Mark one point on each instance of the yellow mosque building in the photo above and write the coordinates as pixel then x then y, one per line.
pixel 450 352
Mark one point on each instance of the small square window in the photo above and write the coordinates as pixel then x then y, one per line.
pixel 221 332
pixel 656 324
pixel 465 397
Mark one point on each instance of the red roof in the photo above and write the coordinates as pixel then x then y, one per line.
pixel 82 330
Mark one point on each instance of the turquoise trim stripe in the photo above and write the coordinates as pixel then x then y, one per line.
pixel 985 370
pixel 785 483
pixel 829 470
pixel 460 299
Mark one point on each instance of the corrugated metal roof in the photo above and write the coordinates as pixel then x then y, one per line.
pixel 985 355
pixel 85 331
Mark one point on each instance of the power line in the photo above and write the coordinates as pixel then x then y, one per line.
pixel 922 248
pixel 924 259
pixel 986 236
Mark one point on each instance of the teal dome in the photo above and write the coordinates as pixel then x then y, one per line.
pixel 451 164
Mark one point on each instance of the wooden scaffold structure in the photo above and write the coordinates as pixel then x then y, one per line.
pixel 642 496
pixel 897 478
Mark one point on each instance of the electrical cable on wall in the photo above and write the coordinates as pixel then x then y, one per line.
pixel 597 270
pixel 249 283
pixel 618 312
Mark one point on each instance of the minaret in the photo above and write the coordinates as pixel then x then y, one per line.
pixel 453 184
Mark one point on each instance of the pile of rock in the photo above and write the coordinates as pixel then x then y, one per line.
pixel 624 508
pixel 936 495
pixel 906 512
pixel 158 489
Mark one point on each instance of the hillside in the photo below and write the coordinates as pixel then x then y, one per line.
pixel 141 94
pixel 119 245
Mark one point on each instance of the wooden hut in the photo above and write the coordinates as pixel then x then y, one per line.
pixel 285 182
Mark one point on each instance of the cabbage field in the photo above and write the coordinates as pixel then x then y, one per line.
.....
## WORK INSTRUCTION
Write the lines out exactly, from the one with "Mark one point on each instance of the wooden hut" down to the last line of the listing, and leave out all others.

## EXERCISE OUTPUT
Mark one point on each instance of the wooden hut in the photo above and write the coordinates as pixel then x then y, one per line.
pixel 285 182
Mark one point on each instance of the cabbage field in the photo above and write the coordinates as pixel then x then y, one per line.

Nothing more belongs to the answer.